■ STATED PROBLEM: Copy the line containing "the white window", then all lines after it up to and including the final line of the material, exactly and without additions.
— Begin EXERCISE DATA —
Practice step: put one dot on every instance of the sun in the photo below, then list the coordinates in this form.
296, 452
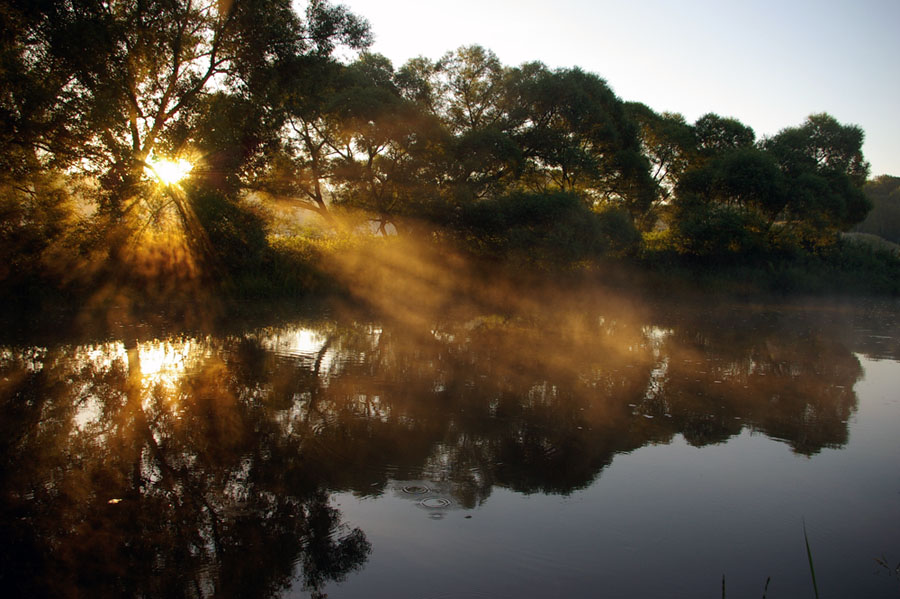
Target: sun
168, 172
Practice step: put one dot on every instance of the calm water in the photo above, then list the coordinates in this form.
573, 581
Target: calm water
581, 447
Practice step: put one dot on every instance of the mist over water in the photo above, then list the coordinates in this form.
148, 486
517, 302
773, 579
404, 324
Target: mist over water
460, 436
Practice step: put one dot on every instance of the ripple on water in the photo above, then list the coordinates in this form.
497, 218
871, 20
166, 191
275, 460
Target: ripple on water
436, 503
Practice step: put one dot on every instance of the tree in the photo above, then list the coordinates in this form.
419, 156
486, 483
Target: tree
716, 135
153, 70
669, 143
577, 137
824, 172
884, 219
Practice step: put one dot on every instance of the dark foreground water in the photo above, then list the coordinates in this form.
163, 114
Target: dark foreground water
595, 447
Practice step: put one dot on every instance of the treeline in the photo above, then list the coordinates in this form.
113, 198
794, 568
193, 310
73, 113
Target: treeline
525, 161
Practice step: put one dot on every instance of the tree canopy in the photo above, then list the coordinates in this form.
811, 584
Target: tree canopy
253, 97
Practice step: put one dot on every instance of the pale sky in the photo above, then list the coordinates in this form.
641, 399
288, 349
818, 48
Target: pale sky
768, 63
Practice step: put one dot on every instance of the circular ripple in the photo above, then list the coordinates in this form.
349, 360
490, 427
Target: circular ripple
436, 503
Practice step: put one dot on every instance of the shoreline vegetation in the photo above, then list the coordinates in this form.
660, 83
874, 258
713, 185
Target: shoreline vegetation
198, 159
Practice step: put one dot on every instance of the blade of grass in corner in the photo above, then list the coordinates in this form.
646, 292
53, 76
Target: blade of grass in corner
812, 569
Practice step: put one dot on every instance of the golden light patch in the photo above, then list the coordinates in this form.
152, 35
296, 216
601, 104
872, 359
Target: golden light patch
168, 172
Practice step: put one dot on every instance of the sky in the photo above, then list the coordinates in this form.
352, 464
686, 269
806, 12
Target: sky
767, 63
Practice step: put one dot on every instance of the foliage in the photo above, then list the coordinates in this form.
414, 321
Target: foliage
555, 227
884, 219
521, 160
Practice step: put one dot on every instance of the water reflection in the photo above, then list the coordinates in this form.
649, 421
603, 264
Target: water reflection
203, 466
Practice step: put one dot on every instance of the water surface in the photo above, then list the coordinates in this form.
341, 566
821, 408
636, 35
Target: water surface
590, 446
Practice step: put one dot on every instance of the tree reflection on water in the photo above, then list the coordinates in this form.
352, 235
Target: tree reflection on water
203, 466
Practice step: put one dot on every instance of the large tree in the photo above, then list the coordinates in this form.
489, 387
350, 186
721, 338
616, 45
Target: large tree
104, 87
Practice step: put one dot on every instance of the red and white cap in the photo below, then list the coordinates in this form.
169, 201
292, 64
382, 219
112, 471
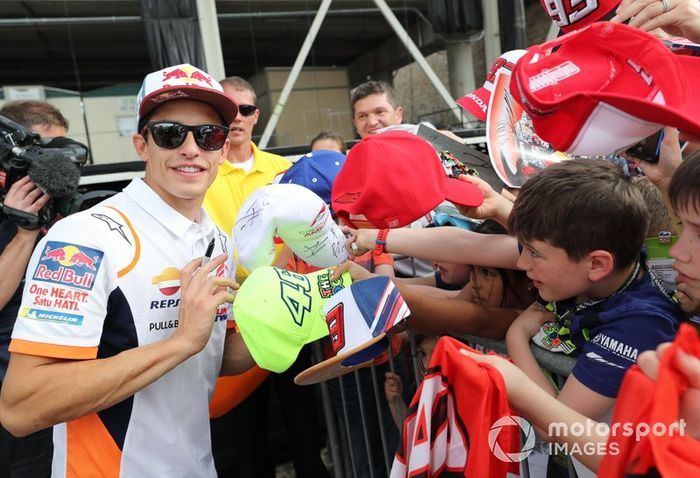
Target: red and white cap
569, 15
477, 102
606, 86
183, 82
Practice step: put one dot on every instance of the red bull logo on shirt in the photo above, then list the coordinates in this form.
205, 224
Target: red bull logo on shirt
68, 264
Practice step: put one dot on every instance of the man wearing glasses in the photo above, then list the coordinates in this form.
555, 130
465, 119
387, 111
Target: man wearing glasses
247, 168
123, 326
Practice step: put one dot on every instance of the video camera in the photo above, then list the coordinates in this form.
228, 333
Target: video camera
53, 165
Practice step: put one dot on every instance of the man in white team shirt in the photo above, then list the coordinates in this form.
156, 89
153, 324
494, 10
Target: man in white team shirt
123, 329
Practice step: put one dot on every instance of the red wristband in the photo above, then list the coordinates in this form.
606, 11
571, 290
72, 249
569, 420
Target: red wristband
380, 242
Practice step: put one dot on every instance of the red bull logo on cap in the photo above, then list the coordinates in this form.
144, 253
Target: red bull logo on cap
186, 75
68, 264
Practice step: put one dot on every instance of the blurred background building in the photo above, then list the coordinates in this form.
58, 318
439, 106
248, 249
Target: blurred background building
89, 57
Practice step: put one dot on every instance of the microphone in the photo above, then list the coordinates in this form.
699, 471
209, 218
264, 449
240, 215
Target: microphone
54, 173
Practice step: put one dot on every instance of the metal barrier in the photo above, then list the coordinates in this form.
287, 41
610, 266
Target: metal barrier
364, 458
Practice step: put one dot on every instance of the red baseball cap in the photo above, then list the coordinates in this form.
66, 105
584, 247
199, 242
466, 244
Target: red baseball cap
477, 102
607, 86
395, 178
569, 15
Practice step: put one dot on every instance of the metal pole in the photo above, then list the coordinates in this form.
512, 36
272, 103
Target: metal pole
418, 56
331, 424
294, 74
211, 40
519, 27
492, 32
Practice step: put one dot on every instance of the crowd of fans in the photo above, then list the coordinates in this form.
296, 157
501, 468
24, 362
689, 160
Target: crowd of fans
94, 365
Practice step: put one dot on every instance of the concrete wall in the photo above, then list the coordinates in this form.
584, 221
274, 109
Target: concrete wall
319, 101
419, 97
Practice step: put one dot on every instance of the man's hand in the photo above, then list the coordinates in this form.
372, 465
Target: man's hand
528, 323
494, 206
687, 365
682, 18
359, 241
200, 296
26, 196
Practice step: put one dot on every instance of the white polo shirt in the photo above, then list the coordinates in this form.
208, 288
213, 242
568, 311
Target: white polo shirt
106, 280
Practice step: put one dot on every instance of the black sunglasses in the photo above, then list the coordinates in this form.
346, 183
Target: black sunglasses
247, 110
171, 135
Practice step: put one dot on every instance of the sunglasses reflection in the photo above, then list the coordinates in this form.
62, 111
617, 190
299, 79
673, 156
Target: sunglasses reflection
171, 135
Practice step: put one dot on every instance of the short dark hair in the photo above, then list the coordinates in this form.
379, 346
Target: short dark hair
30, 113
659, 216
581, 206
332, 135
371, 88
683, 191
238, 83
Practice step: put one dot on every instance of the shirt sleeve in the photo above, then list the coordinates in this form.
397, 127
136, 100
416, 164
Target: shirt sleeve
614, 348
67, 286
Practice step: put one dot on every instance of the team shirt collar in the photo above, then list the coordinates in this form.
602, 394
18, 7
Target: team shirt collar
172, 220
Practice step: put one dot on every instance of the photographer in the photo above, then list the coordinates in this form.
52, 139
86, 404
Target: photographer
28, 456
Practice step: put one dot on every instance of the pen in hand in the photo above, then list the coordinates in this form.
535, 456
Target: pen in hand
207, 255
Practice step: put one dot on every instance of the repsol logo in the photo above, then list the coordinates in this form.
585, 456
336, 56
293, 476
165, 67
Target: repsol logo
165, 303
163, 325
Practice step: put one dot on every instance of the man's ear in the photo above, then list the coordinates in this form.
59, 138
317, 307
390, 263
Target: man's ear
224, 151
601, 265
140, 146
399, 113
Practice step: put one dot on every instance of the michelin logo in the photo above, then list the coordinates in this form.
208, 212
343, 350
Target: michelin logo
615, 346
48, 316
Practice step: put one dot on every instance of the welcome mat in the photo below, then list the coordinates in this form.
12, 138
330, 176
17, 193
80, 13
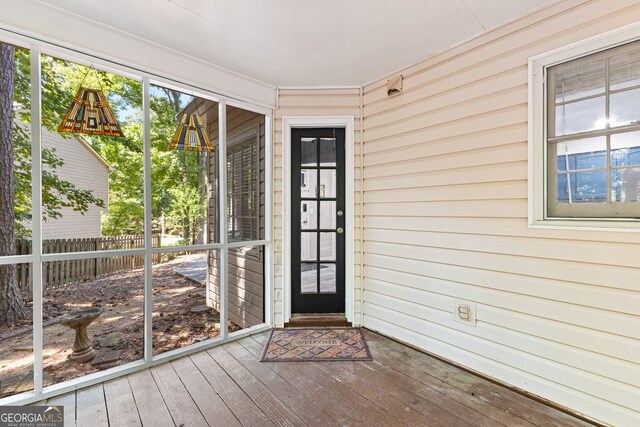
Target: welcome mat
315, 345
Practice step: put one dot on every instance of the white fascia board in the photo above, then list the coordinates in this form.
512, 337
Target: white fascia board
58, 28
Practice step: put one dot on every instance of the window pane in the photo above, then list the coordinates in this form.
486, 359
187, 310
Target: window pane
327, 278
309, 152
327, 183
624, 70
328, 246
308, 215
309, 278
582, 187
92, 174
15, 154
625, 185
179, 172
16, 343
327, 151
308, 246
580, 116
625, 149
327, 215
586, 79
245, 273
580, 154
625, 108
105, 296
309, 183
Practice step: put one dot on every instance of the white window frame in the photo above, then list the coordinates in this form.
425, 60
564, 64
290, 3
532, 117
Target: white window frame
133, 71
537, 138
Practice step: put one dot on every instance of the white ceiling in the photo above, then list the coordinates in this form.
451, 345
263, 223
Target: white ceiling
304, 42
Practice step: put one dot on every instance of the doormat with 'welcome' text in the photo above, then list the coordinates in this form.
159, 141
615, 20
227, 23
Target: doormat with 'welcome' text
315, 345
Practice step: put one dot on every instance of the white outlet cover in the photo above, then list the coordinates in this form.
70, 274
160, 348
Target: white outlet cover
— End EXERCISE DATA —
■ SOLVED EXERCISE:
Practice step: put one dot on every instance of the white window frame in the photo above, then list the coordinates in this form.
425, 60
564, 64
290, 3
532, 117
Target: white window frame
133, 71
537, 138
Practice step: put one dot on every instance of the white ceiling in the photo above, then list the coordinates in this form.
451, 345
263, 223
Target: white ceiling
304, 42
Practice step: put one dot on every instance of the doormat with 'welcome' text in the photo above, then list the coordinates in this form.
159, 141
615, 20
227, 23
Target: doormat with 'welcome' text
315, 345
Practice step: put one dot on every instance of the white outlet cover in the photo above, then list the coordinates in this form.
70, 274
160, 348
Target: white outlet cover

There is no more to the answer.